> **DOCUMENT TEXT**:
--- START ---

Monthly Archives: March 2017

Book Review: Youth Ministry in the 21st Century: Five Views

youthminMy first thought when I saw the title of this book: “I didn’t even know there were five distinct views, what could they possibly be?” Here they are, in a nutshell:

The Gospel Advancing View by Greg Stier: This view focuses on evangelism, on saving the lost. Stier believes that discipleship happens when the mission (the Great Commission, the “Cause”) is at the forefront.

The Reformed View by Brian Cosby: This view attempts to apply consistently Reformed beliefs and practices to Youth Ministry. This includes an emphasis on faithfulness instead of “success” and a emphasis on the “means of grace”: the Word, prayer, and sacraments, as the primary drivers for youth ministry.

The Adoption View by Chap Clark: Clark believes that we have erred and become too individualistic in our view of discipleship and need to focus, instead, on building up the body of Christ. This view emphasizes the need for churches to “adopt” children into “family” of God by including them more deeply within the broader church.

The Ecclesial View by Fernando Arzola: Like the Adoption view, the Ecclesial view focuses on the Church. Where the adoption view emphasizes the local church congregation, the ecclesial view focuses on the “one, holy, catholic, apostolic” church. It emphasizes connecting youth with the historic church.

--- END ---

Records from a data source:
--- START ---

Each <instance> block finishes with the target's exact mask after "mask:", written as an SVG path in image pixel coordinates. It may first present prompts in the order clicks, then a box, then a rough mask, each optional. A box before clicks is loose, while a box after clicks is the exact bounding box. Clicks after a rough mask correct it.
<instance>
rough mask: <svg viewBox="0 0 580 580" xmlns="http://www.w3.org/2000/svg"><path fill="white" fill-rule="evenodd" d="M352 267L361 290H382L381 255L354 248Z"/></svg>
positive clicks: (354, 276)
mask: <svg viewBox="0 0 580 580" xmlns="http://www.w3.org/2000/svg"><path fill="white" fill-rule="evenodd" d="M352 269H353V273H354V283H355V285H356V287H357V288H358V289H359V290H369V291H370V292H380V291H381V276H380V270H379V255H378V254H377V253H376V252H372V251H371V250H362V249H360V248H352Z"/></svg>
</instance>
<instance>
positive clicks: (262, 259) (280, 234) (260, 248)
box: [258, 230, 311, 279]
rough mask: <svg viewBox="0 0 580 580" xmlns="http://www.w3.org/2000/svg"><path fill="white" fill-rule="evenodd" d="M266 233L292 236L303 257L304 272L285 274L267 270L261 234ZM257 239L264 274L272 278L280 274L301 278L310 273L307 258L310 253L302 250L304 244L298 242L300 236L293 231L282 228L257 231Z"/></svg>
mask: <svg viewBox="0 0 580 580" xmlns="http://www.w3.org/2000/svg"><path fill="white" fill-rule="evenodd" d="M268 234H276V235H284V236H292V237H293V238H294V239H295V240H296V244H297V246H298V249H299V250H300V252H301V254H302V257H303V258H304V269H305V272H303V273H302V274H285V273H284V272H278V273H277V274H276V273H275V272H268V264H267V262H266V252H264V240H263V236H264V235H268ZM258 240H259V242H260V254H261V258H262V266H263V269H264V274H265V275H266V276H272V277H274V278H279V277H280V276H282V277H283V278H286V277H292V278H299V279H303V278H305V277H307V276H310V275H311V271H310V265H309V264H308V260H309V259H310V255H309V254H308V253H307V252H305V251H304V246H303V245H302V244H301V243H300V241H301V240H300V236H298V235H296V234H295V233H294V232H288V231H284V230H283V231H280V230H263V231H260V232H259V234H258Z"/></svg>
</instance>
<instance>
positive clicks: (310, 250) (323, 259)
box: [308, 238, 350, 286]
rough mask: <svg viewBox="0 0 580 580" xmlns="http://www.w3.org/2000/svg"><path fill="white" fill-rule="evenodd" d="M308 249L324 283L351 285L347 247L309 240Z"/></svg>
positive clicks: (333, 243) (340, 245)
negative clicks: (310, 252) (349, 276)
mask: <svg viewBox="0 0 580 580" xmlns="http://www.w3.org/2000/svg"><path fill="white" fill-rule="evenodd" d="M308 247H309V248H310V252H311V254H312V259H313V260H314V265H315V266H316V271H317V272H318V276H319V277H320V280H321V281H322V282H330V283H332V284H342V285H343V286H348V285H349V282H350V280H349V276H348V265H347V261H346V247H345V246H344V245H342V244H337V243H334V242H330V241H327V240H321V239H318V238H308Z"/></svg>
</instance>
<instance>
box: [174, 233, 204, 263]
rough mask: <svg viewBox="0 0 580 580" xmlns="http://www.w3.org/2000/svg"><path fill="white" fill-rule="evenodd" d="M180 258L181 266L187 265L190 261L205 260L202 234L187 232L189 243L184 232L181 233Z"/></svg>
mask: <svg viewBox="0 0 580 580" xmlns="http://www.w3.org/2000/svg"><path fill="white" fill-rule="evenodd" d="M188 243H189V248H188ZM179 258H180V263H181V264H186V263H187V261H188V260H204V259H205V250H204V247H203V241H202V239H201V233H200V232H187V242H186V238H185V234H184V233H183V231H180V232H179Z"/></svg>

--- END ---

> **EXERCISES TO COMPLETE**:
**1.** Answer these questions using the book review on youth ministry.
(a) Who wrote the Gospel Advancing View?
(b) Which three "means of grace" does the Reformed View treat as the primary drivers for youth ministry?
(c) According to the Ecclesial View, what should youth be connected with?
**2.** Extend the book review on youth ministry, starting right after its final sentence.

> **ANSWERS BELOW**:
**1.**
(a) Greg Stier
(b) The Word, prayer, and sacraments
(c) The historic church

**2.**
The D6 View by Ron Hunter: “D6” stands for Deuteronomy 6. This view argues that it’s God’s design that parents should play the primary role in discipling their children and that the church’s job is to lay the theological foundation, equip the parents for their work, and come along side the parents in a supporting role. The D6 model also emphasizes having and integrated approach to children, youth, young adult, and family ministry where ministry leaders work towards a common goal.

Analysis: In my initial estimation, the Adoption view and the D6 view made the strongest case for being the overarching philosophy for youth ministry. The others are important to keep in mind as well, though, and could provide necessary correctives when things get out of balance.

I’m curious, which of these types of youth groups did you grow up with? What worked and what didn’t?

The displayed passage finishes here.